BRIEF 1 —
Answer these questions about the October 2017 Duke Political Science publications list:
(a) In which publication did the article by Umut Aydin and Tim Büthe appear?
(b) Which press published "Nietzsche's Final Teaching"?
(c) Over what span of years did the idea of the eternal recurrence transform Nietzsche's thinking, according to the Gillespie entry?
BRIEF 2 — Write the next part of the October 2017 Duke Political Science publications list, picking up right after its final line.

PAGE EXCERPT —
'''
October 2017 Duke Political Science Publications

Aydin, Umut and Tim Büthe. "Competition Law and Policy in Developing Countries: Explaining Variations in Outcomes; Exploring Possibilities and Limits."  Law and Contemporary Problems.

We have reasoned that competition regulators often need to challenge not only the anti-competitive practices of private-sector elites, but also the anticompetitive practices of state-owned enterprises and unnecessarily competitionrestricting laws and regulations. This reasoning arguably applies particularly strongly in developing countries. It implies the need to take on entrenched interests of private-sector elites, as well as entrenched interests within the government and the state. Any agency to take on such an agenda on its own would need to be extraordinarily powerful to stand a chance.

Glanz, Rachel and Tim Büthe. "Competition Advocacy as an Anti-Rent-Seeking Policy?  An Empirical Analysis."  In Pursuing Competition and Regulatory Reforms for Achieving Sustainable Development Goals. CUTS International.

There is a striking dearth of empirical work examining whether — and, if so, under what conditions — competition advocacy by competition agencies indeed serves the public interest. In this paper, we provide what we believe is the first systematic empirical analysis using data from outside the US to examine competition advocacy as an anti-rent-seeking policy.

Gillespie, Michael Allen. Nietzsche's Final Teaching. University of Chicago Press.

Cutting against the grain of most current Nietzsche scholarship, Michael Allen Gillespie presents the thought of the late Nietzsche as Nietzsche himself intended, drawing not only on his published works but on the plans for the works he was unable to complete, which can be found throughout his notes and correspondence. Gillespie argues that the idea of the eternal recurrence transformed Nietzsche’s thinking from 1881 to 1889. It provided both the basis for his rejection of traditional metaphysics and the grounding for the new logic, ontology, theology, and anthropology he intended to create with the aim of a fundamental transformation of European civilization, a “revaluation of all values.”

Grynaviski, Jeffrey and Michael Munger. "Reconstructing Racism," Social Philosophy and Policy.
'''
Saved entries:
'''
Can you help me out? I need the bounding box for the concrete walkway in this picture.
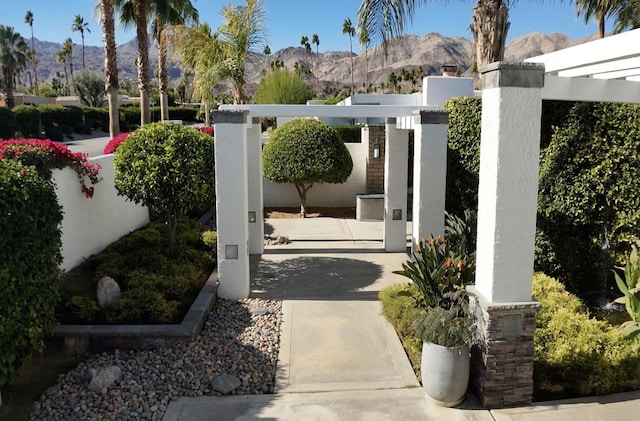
[164,218,640,421]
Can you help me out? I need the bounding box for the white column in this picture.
[247,117,264,254]
[411,111,449,247]
[476,63,544,303]
[213,111,250,300]
[383,118,409,252]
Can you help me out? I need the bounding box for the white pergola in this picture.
[214,29,640,408]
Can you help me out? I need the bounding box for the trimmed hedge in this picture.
[0,159,62,386]
[533,273,640,399]
[11,105,40,138]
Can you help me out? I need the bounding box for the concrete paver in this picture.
[164,218,640,421]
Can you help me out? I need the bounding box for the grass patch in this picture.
[57,218,215,324]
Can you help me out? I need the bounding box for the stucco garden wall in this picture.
[53,155,149,270]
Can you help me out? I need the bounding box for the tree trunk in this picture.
[156,22,169,121]
[295,184,313,218]
[100,0,120,139]
[471,0,510,69]
[135,0,151,126]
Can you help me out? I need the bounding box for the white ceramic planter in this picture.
[421,342,470,407]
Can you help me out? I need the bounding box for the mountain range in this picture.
[23,32,589,93]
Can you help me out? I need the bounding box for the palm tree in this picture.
[99,0,120,139]
[61,37,73,79]
[311,34,320,82]
[342,17,358,95]
[169,23,223,126]
[149,0,198,121]
[24,10,40,96]
[71,15,91,70]
[358,0,510,71]
[113,0,151,126]
[358,28,371,92]
[262,45,271,70]
[0,25,29,109]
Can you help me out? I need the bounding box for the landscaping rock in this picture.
[211,374,242,395]
[96,276,122,308]
[89,365,122,392]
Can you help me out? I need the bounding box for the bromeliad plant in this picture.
[614,246,640,350]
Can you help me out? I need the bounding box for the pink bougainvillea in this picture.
[102,132,131,155]
[0,139,100,197]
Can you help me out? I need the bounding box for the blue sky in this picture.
[0,0,611,52]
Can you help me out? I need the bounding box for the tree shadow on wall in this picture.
[251,256,382,301]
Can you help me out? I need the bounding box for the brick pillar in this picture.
[362,125,385,193]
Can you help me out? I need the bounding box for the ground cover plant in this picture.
[58,218,216,324]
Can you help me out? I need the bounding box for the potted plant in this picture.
[394,223,475,407]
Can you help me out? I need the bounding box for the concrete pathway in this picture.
[164,218,640,421]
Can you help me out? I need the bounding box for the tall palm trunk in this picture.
[100,0,120,138]
[157,22,169,121]
[135,0,151,126]
[471,0,510,69]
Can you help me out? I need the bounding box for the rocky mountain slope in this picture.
[26,32,585,90]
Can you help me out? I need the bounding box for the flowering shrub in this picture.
[102,132,131,155]
[0,139,100,197]
[194,126,213,136]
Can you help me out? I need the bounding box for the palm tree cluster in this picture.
[358,0,640,72]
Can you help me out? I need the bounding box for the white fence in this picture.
[53,155,149,270]
[263,143,367,208]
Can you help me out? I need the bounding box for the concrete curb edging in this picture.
[49,270,218,354]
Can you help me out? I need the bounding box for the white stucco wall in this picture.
[263,143,367,207]
[53,155,149,270]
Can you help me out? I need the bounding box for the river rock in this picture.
[96,276,122,308]
[89,365,122,392]
[211,374,242,395]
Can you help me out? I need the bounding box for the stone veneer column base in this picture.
[469,287,540,408]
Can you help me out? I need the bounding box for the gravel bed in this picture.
[31,298,281,420]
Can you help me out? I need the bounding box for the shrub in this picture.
[536,103,640,293]
[0,108,18,139]
[83,107,109,132]
[114,123,215,245]
[12,105,40,138]
[102,132,131,155]
[333,126,362,143]
[533,274,640,399]
[0,160,62,385]
[255,69,313,104]
[262,119,353,217]
[0,139,100,197]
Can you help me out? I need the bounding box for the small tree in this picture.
[256,69,313,104]
[71,70,107,108]
[262,119,353,218]
[114,123,215,246]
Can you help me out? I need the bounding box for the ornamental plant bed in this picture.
[57,218,215,325]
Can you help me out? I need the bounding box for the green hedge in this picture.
[331,125,362,143]
[533,274,640,399]
[0,108,18,139]
[11,105,40,138]
[0,159,62,386]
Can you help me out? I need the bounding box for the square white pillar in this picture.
[247,117,264,254]
[213,111,250,300]
[476,63,544,303]
[411,111,449,247]
[383,118,409,252]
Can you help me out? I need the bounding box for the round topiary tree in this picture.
[114,123,215,246]
[262,119,353,218]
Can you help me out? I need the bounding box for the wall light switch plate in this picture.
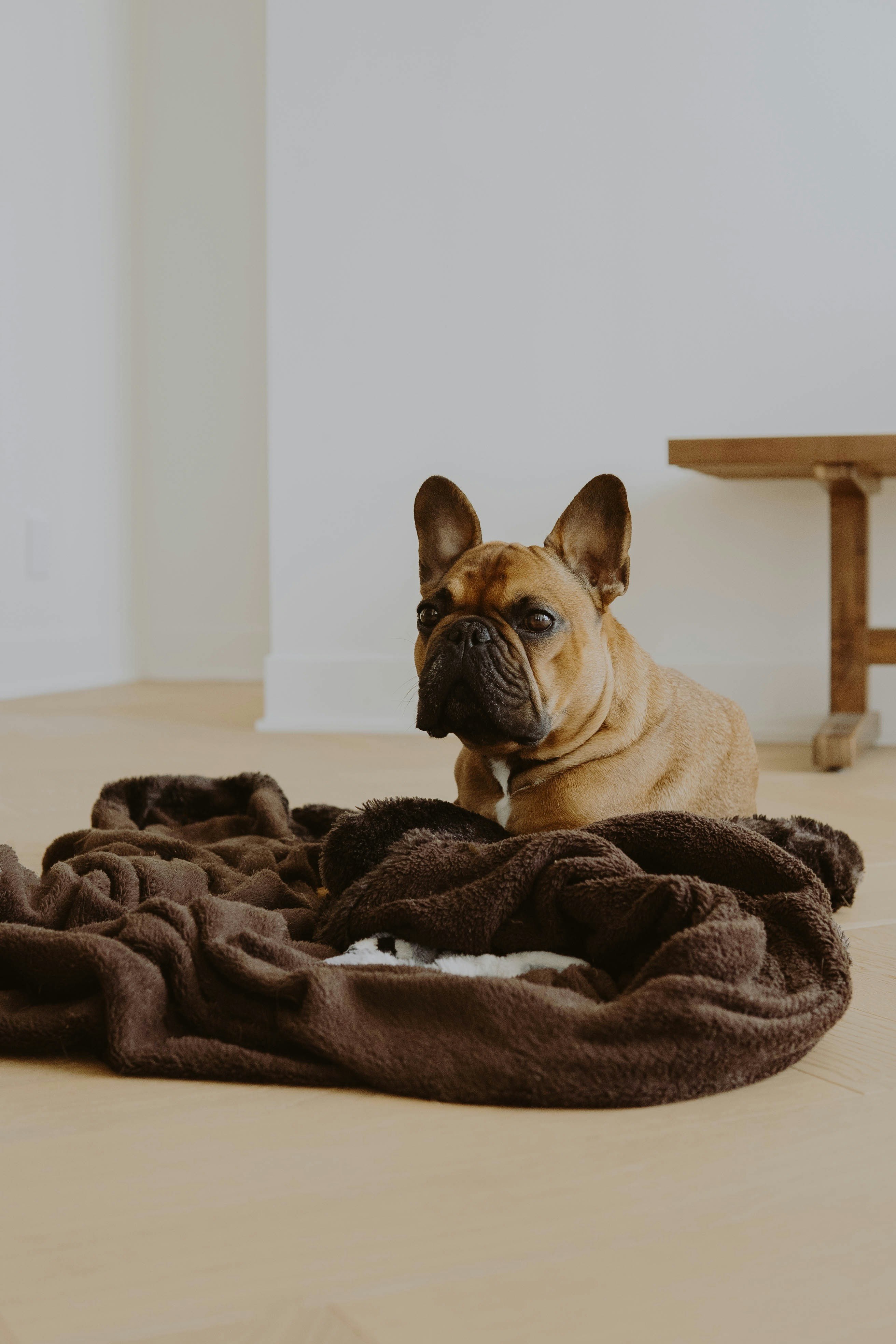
[26,514,50,579]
'''
ANSWER SPACE 1 —
(a) Law and Contemporary Problems
(b) University of Chicago Press
(c) From 1881 to 1889

ANSWER SPACE 2 —
Our theoretical claim is that racism was consciously (though perhaps not intentionally) devised, and later evolved, to serve two conflicting purposes. First, racism served a legal-economic purpose, legitimating ownership and savage treatment of slaves by southern whites, preserving the value of property rights in labor. Second, racism allowed slave owners to justify, to themselves and to outsiders, how a morally "good" person could own slaves. Racism portrayed African slaves as being less than human (and therefore requiring care, as a positive duty of the slave owner, as a man cares for his children, who cannot care for themselves), or else as being other than human (and therefore being spiritually no different from cattle or horses, and therefore requiring only the same considerations for maintenance and husbandry). The interest of the historical narrative presented here is the emergence of racial chattel slavery as a coherent and fiercely defended ideal, rather than the "necessary evil" that had been the perspective of the Founders. The reason that this is important is that the ideology of racism persisted far beyond the destruction of the institution of slavery, through Reconstruction, Jim Crow, and in some ways persisting even today.

Landy, David, Guay, Brian, and Tyler Marghetis. "Bias and ignorance in demographic perception." Psychonomic Bulletin & Review.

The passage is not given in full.